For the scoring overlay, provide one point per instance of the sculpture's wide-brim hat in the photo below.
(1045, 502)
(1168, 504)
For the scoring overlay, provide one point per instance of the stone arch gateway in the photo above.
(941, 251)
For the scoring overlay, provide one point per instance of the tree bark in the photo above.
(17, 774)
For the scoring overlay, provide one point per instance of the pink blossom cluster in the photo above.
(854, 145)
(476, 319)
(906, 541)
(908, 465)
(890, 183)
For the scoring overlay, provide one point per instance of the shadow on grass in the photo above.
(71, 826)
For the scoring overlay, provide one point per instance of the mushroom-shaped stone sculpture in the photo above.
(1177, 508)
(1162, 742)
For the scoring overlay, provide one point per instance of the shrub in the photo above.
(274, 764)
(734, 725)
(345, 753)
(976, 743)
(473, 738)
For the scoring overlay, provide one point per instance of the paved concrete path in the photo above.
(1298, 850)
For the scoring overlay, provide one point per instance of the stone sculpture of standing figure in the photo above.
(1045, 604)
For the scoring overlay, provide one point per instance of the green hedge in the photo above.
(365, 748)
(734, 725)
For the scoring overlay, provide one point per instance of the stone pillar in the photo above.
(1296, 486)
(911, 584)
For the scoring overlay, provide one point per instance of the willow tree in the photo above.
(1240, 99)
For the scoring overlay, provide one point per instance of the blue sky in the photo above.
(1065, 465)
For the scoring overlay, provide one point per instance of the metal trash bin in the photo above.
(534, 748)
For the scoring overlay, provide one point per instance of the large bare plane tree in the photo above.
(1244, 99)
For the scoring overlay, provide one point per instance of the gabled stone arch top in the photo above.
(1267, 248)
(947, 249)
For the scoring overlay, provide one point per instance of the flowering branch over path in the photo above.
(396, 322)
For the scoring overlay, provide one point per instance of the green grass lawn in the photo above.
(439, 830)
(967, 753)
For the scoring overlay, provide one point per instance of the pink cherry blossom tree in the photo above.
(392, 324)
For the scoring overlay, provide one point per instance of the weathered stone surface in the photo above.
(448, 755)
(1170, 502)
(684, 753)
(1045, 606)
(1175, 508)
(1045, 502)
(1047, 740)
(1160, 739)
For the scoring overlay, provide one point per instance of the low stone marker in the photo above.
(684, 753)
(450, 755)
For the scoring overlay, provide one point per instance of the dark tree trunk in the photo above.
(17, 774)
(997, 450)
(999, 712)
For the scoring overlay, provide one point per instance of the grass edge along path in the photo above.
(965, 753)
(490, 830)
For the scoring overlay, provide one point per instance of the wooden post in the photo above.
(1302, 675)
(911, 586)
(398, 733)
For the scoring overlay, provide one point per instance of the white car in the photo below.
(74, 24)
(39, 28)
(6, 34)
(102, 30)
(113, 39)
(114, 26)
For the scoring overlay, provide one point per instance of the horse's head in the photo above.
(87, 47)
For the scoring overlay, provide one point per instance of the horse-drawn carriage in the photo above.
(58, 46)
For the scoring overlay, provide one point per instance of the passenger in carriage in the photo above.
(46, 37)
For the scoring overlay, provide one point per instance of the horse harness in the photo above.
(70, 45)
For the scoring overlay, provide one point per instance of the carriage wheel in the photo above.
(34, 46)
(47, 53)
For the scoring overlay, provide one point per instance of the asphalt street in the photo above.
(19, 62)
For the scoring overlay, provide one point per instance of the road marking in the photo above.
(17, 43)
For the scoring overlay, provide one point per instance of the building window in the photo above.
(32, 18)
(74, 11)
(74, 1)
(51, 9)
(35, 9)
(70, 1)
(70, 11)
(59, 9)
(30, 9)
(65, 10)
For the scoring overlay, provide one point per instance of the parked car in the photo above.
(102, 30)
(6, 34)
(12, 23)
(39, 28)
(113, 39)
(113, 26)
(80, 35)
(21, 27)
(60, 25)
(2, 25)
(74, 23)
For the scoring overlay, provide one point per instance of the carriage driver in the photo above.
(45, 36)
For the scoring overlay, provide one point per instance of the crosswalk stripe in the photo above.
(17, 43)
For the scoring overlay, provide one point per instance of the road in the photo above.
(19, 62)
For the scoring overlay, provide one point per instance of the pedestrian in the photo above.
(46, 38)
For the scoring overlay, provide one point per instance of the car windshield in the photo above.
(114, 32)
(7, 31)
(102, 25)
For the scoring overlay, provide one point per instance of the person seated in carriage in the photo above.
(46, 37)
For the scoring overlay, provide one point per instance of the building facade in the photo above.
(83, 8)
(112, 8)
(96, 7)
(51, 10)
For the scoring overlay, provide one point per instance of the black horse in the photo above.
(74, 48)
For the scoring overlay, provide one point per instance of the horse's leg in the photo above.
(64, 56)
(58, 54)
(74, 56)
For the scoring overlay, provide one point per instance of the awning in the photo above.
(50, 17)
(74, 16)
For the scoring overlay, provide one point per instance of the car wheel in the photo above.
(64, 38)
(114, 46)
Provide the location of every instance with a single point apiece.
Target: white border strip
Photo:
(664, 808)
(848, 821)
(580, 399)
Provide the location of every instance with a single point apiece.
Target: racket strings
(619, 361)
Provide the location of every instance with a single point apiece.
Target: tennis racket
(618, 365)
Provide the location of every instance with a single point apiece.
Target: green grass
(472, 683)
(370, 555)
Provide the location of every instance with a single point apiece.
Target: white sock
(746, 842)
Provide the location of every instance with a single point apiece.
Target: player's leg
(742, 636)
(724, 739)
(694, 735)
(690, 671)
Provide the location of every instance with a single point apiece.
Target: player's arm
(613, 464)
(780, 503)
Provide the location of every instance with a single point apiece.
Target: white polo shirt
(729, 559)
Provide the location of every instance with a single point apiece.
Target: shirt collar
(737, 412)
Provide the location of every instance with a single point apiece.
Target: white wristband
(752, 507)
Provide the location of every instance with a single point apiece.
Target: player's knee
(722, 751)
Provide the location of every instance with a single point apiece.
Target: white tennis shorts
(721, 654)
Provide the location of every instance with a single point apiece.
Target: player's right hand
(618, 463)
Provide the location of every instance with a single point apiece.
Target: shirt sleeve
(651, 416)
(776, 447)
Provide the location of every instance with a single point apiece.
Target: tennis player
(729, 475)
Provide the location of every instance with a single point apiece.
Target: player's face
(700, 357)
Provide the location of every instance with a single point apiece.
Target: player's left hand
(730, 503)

────────────────

Assignment:
The listing above should be printed again in full, unchanged.

Response for this exercise:
For the scoring overlay, provide one point per instance of the sculpture's wide-brim hat in the photo below.
(1045, 502)
(1168, 504)
For the scoring overlay, provide one point per instance of the stone arch gateway in the photo above.
(941, 251)
For the scoring overlay, provide one point per instance of the tree bark in the photo above.
(17, 774)
For the scoring overlay, provide one point per instance of the pink blossom cluster in the photo above.
(854, 145)
(476, 319)
(906, 541)
(908, 465)
(890, 183)
For the scoring overlay, provide one point per instance of the shadow on grass in the photo above.
(71, 826)
For the scoring overlay, provide one point per instance of the mushroom-shaped stone sculpture in the photo above.
(1177, 508)
(1162, 742)
For the scoring overlay, provide one point per instance of the shrub in the photo above.
(274, 764)
(734, 725)
(345, 753)
(976, 743)
(473, 738)
For the scoring overlay, provide one point per instance of the paved concrete path in the photo above.
(1298, 850)
For the scoring overlay, provide one point per instance of the stone sculpture of standing figure in the photo above.
(1045, 604)
For the scoring overlay, provide one point per instance of the green hedge in the photo above.
(365, 748)
(734, 725)
For the scoring overlay, provide one point per instance of the stone pillar in the photo above.
(1296, 486)
(911, 584)
For the scoring overlay, provide one point per instance of the willow tree in the photo above.
(1240, 99)
For the scoring overlay, provide one point per instance of the blue sky in the photo above.
(1065, 465)
For the scoring overlay, provide one point per instance of the metal trash bin in the photo above.
(534, 748)
For the scoring overlay, provide one point per instance of the large bare plane tree in the photo above.
(1244, 99)
For the scoring overlay, provide one point per instance of the gabled stone arch top in the photo above.
(1267, 248)
(947, 249)
For the scoring overlay, provide one point per instance of the flowering branch over path in the photo above.
(396, 322)
For the scoring overlay, provide one point per instance of the green grass lawn in the photo above.
(439, 830)
(967, 753)
For the scoring overlay, provide one point per instance of the pink cherry blossom tree in the photo above.
(392, 324)
For the scoring overlay, provide one point per instance of the weathered stone surface in the photo above.
(448, 755)
(1170, 502)
(684, 753)
(1045, 606)
(1175, 508)
(1045, 502)
(1047, 740)
(1160, 739)
For the scoring overlay, provide one point per instance of the low stone marker in the photo above.
(684, 753)
(450, 755)
For the scoring overlay, provide one point per instance of the dark tree trunk in the photo above.
(17, 774)
(997, 450)
(999, 712)
For the scoring overlay, provide one point per instance of the grass edge along path in the photo above.
(965, 753)
(490, 830)
For the scoring overlay, provide one point per instance of the wooden post in the photo above.
(1302, 675)
(911, 586)
(398, 733)
For the scoring overlay, provide one point per instance of the white car in the photo below.
(74, 24)
(39, 28)
(6, 34)
(102, 30)
(113, 39)
(114, 26)
For the scoring overlay, provide one point per instance of the horse's head in the photo above.
(87, 47)
For the scoring overlay, provide one point per instance of the horse-drawn carriage in the photo above.
(58, 46)
For the scoring overlay, provide one point per instance of the passenger in carriage in the photo above.
(46, 37)
For the scoring overlay, provide one point per instance of the horse harness in the photo above.
(70, 45)
For the scoring overlay, provide one point per instance of the carriage wheel in the photo above.
(34, 46)
(47, 53)
For the scoring overlay, provide one point per instance of the asphalt street in the photo above.
(19, 62)
For the scoring overlay, provide one point per instance of the road marking in the photo above.
(17, 43)
For the scoring overlay, provide one point per instance of the building window in the photo above.
(32, 18)
(74, 11)
(74, 1)
(51, 9)
(35, 9)
(70, 1)
(70, 11)
(59, 9)
(30, 9)
(65, 10)
For the scoring overlay, provide one point per instance of the parked car in the photo above.
(102, 30)
(6, 34)
(12, 23)
(39, 28)
(113, 39)
(113, 26)
(80, 35)
(21, 27)
(60, 25)
(2, 25)
(74, 23)
For the scoring overlay, provide one point per instance of the carriage driver in the photo above.
(45, 36)
For the scoring overlay, provide one point per instance of the crosswalk stripe in the photo above.
(17, 43)
For the scoring overlay, provide one point per instance of the road in the photo above.
(19, 62)
For the scoring overlay, provide one point per instance of the pedestrian in the photo above.
(46, 38)
For the scoring overlay, provide one point per instance of the car windshield in the photo above.
(114, 32)
(7, 31)
(102, 25)
For the scoring overlay, provide one point per instance of the person seated in carriage in the photo above.
(46, 37)
For the scoring overlay, provide one point per instance of the building facade in the photo above.
(83, 8)
(112, 8)
(96, 7)
(51, 10)
For the scoring overlay, provide one point per instance of the black horse in the photo above.
(74, 48)
For the scoring overlay, provide one point per instance of the horse's leg in the photo above.
(64, 56)
(58, 54)
(74, 56)
For the scoring overlay, provide one point per instance of the awning in the photo above.
(50, 17)
(74, 16)
For the scoring overlay, provide one point per instance of the car wheel in the photo above.
(64, 38)
(114, 46)
Provide the location of every instance with a single point apiece.
Target: white border strip
Photo:
(664, 808)
(848, 821)
(580, 399)
Provide the location of every instance with a single point apiece.
Target: racket strings
(619, 361)
Provide the location of every instance with a single point apiece.
Target: tennis racket
(618, 365)
Provide the location of every instance with a single point apiece.
Target: green grass
(472, 683)
(370, 555)
Provide the location of every instance with a single point apiece.
Target: white sock
(746, 842)
Provide the location of every instance with a single point apiece.
Target: player's leg
(742, 636)
(724, 739)
(694, 735)
(690, 671)
Provide the location of every instance with a single point apiece.
Target: player's arm
(613, 464)
(780, 503)
Provide the location of every instance with a single point apiece.
Target: white polo shirt
(729, 559)
Provide the location of every instance with a single point apiece.
Target: shirt collar
(737, 412)
Provide the location of every instance with a single point apiece.
Target: white wristband
(752, 507)
Provide the location of every instance with a single point apiece.
Target: player's knee
(722, 751)
Provide the location of every instance with a single point apiece.
Target: white tennis shorts
(721, 654)
Provide the location of every instance with a single point apiece.
Target: player's right hand
(618, 463)
Provide the location of every instance with a single point apiece.
Target: shirt sleeve
(651, 416)
(776, 447)
Provide the location of every instance with a single point apiece.
Target: tennis player
(729, 475)
Provide the location of every instance with a single point apiece.
Target: player's face
(700, 357)
Provide the location of every instance with a single point apiece.
Target: player's left hand
(730, 503)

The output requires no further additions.